--- START Given text ---
Here Is Your 2014 Angels Starting Rotation
To start off, here are the main five, listed with my projected numbers for 2014:
RHP: Jered Weaver 18-9 / 2.87 / 183 SO / 232 IP / 1.12 WHIP
LHP: CJ Wilson 16-9 / 3.57 / 193 SO / 229 IP / 1.32
RHP: Garrett Richards 13-10 / 4.15 / 153 SO / 183 IP / 1.36 WHIP
LHP: Hector Santiago 12-8 / 3.71 / 139 SO / 173 IP / 1.27 WHIP
LHP: Tyler Skaggs 10-9 / 4.53 / 110 SO / 139 IP / 1.39
This is a solid group. They’re mostly young, under control, and have lots of upside. The bottom two spots are now filled with the young controllable starting pitching that (going into the offseason) was the Angels’ main goal. And General Manager Jerry Dipoto met that goal.
In fact, the current five in the 2014 rotation had a collective ERA of 3.66 in 2013. That’s counting numbers as starters from Richards, as well as Santiago on the White Sox, and Skaggs on the Diamondbacks. That 3.66 mark would’ve been good enough for second in the American League. Going into 2014, however, fans still have many questions regarding the depth and effectiveness of this rotation.
How About We Take A Closer Look At This Rotation?
If you’re still questioning Weaver’s sharpness though, just keep in mind that his, despite the 3.27 ERA (how is that even bad?), he still only had a 1.140 WHIP. Weaver was still as dominant as ever at home, with a 2.59 ERA / 1.10 WHIP. He also had a 2.99 ERA / 1.07 WHIP after the All-Star Break. It was a slow start after coming back from a two month hiatus, as well as a bad stretch in early August that ballooned Weaver’s ERA. Weaver will be fine in 2014.
--- END Given text ---
--- START Rows ---
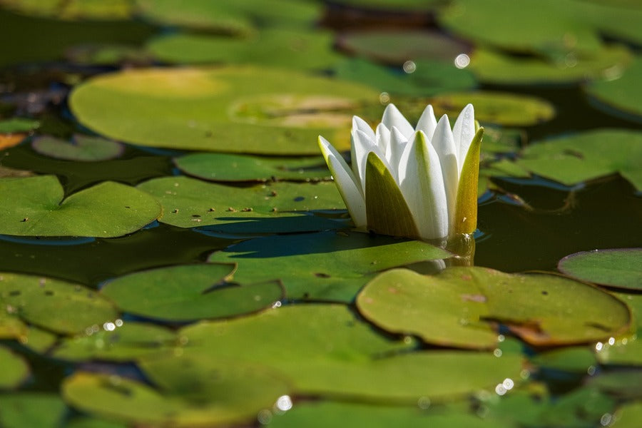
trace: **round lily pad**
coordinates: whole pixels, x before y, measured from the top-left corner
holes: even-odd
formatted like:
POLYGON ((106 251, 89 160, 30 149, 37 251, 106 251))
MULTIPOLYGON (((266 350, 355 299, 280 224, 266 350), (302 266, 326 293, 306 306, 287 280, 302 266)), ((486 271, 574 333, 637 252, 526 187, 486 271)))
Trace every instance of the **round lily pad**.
--- END Rows ---
Aim: Continue the article on the 2014 Angels starting rotation, picking up right after its last sentence. You won't need the listing for this.

Result of the task:
The Orange County native finally showed us exactly why the Angels signed him in 2013. His 17-7 / 3.39 ERA / 1.34 WHIP were a big reason the Angels kept afloat just enough to keep from going far back below .500 until Weaver returned and Blanton and Hanson were dropped from the rotation. Final 20 starts: 13-2 / 3.01 ERA / 131 IP – I don’t have his WHIP during that stretch because baseball-reference.com (for whatever reason) doesn’t allow it on the game logs calculator. Still, CJ proved he really was the pitcher that helped the Rangers to two consecutive World Series’. Fans need to remember that in 2012, CJ developed a bone spur in the second half that ruined his season. That was after he was leading the AL in ERA at the All-Star Break at 2.43. I think CJ will repeat his 2014 campaign, but perhaps not quite as dominant down the stretch.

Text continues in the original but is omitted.